# What to work on
**1.** In the forum thread about the Granular distro and KDE 4, which release was KDE 3.5's last update?
**2.** Write the next part of the forum thread about the Granular distro and KDE 4, picking up after its final sentence.

# Text passage
* * * * *

Yes, we'll be working on to package KDE 4.2 RPMs shortly. The next release would be expectedly based on KDE 4 only.


----------



## anurag_bhd (Mar 10, 2009)

Hehe, so Granular 1.0 has been included in the DVD for this month's issue (March 2009). Make sure you try it from there.


----------



## vaithy (Mar 16, 2009)

dear Anurag!
For KDE 4.2 many distros are there..why U want to join this bandwagon? What vista' is to Windows KDE 4 is to Linux (KDE based)..PCLOS wait for two years(it is true they also lost the first rank held in DW) now they hit with vengeance with their new version but based on KDE 3.5, why not u concentrate on it..atleast a DVD version of Granular with Open office 3.01 and include many multimedia applications may be your next goal // I know You are the developer and only you know what to do with your distro.. i am merely a user but based on my user experience I express my view here... thanks for the nice distro..
with regards,
vaithy


----------



## anurag_bhd (Mar 17, 2009)

vaithy said:


> dear Anurag!
> For KDE 4.2 many distros are there..why U want to join this bandwagon? What vista' is to Windows KDE 4 is to Linux (KDE based)..PCLOS wait for two years(it is true they also lost the first rank held in DW) now they hit with vengeance with their new version but based on KDE 3.5, why not u concentrate on it..atleast a DVD version of Granular with Open office 3.01 and include many multimedia applications may be your next goal // I know You are the developer and only you know what to do with your distro.. i am merely a user but based on my user experience I express my view here... thanks for the nice distro..
> with regards,
> vaithy



Vaithy,

Thanks for your suggestion, but believe it or not, KDE 4 is the future of the DE. In the coming times, KDE 3.5 will stop getting updated upstream (by the KDE developers themselves). You might have already noticed this trend with the recent developments within the KDE team. The KDE 4 branch is getting updated very regularly, but KDE 3.5's last update was KDE 3.5.10, which was more than 8 months ago.

Also, with KDE 4.2, it has changed a lot. Even all the critics, who earlier used to heavily criticize KDE 4 for its lack of features and usefulness, changed their minds over this release. KDE 4.2 comes with a whole lot of improvements and many features ported from the KDE 3.5 branch.

So, it is inevitable for us, or any other Linux distro for that matter, to go with KDE 4 in the future. No one would want to continue using the older version of the DE when a newer one is already available.

* * * * *

# Information provided

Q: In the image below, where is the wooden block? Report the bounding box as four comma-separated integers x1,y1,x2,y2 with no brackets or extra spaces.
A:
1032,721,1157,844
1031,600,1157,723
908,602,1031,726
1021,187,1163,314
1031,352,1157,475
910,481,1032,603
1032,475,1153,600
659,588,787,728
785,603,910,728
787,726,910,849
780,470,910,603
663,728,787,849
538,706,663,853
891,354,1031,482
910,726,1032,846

* * * * *

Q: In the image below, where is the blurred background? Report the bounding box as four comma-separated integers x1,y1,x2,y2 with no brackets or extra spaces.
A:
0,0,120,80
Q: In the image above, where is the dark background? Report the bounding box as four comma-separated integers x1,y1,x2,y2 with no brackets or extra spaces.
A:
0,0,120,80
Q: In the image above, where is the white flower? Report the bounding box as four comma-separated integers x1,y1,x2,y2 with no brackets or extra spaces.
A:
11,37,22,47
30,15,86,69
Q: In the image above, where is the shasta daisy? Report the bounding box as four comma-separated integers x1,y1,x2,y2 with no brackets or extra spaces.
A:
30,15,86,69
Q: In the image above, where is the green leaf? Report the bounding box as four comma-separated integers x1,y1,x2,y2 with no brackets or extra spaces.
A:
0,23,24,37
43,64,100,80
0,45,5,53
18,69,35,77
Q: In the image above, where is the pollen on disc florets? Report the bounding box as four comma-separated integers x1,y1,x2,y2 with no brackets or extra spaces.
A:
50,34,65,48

* * * * *

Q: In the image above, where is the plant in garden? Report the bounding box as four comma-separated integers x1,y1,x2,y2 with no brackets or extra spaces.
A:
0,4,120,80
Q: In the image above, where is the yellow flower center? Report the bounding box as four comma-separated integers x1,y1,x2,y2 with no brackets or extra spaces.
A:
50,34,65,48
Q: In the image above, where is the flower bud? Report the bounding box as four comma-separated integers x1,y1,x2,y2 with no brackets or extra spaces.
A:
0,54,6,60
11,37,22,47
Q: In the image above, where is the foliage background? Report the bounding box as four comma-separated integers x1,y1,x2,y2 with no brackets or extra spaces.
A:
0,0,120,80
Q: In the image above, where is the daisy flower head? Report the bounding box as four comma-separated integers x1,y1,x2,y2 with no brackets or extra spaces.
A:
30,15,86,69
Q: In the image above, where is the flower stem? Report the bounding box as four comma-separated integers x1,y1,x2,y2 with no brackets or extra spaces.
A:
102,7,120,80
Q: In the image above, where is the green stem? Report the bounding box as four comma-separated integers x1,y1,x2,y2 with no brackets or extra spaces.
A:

* * * * *

# The responses
**1.** KDE 3.5.10, released more than eight months before the reply.

**2.**
And don't worry about KDE 4 much. Almost the same thing happened years ago when the users saw a transition from KDE 2 to KDE 3. I am sure, at the end of the day, you (and most of the other regular Linux users), are going to like KDE 4.


----------



## vaithy (Mar 17, 2009)

Dear anurag,
I have already tested kde 4-2 in Mandriva 2009.1 alpha and fedora 11 alpha. 4.2 is really good than its preceeding version it is hugging too much resources,and still some functions are not properly working.. One example is, I am using BSNL EVDO usb modem on my laptop which work well on kde 3.5..But in 4.2 despitethe same settings in kppp and amarok,k3b applications need some improvement..
The fundamental strength of linux is it is for the, "Am Admi" category and many have old jaded computer box with scant RAM and harddisk space.. they are not the Marketing target for MS goons..But for Linux they are.. 
So my suggestion is kde developer should not abandaned kde 3-5 but they can develope 4-2 for business clients..both can co-exist

with regards
vaithy


----------



## FilledVoid (Mar 17, 2009)

> The fundamental strength of linux is it is for the, "Am Admi" category and many have old jaded computer box with scant RAM and harddisk space.. they are not the Marketing target for MS goons..But for Linux they are..


Although you might find a good amount fo people who fall in the category there are a certain percentage who have computers which are pretty standard or up to date. The benefit of Linux is you are able to run what you want and hence it is viable on a range of different computers. 

In other words, let people run what they want. Its providing them with the option to change that counts.


----------



## clarjon1 (Mar 17, 2009)

In regards to the KDE 4, of course there are going to be issues with it right off. After all, it was only just released. Also, remember, the only way to improve it isn't to sit and whine and tell everyone NOT to use it because it BREAKS, it's to help out, submit suggestions, help with artwork, do some bug reporting, troubleshooting, even try your hand at submitting patches ( if you're good enough, which i'm not)

Mind you, the last time i used KDE4 it was very very broken, but that's because I jumped on the bandwagon when that alpha version, the version where stuff is expected to be broken.

Side note: Ever notice how many stable useful linux apps aren't even version 1.0.0 yet? 

Back on topic, I'm using Granular, as it's a PCLOS derivative, and it's fast, stable, and does what i need. It supports my Broadcom wifi card, all i needed to supply were the firmware files. 

The only thing that i find to be a slight issue is that the kernel is compiled to be optimized for server usage, which is fine i guess, except for me needing to do various video editing and all, lol.

And i always recompile the kernel when a new one comes out, to remove unneeded stuff for my laptop, to make stuff faster. (alright, i admit it, i'm a geek.)

Anyways, I can say that although it is quite silvery (i like that tho^_^ request: gold theme for next release?) it is nice, solid, and fast.

Keep up the great work, guys!


----------



## anurag_bhd (Mar 18, 2009)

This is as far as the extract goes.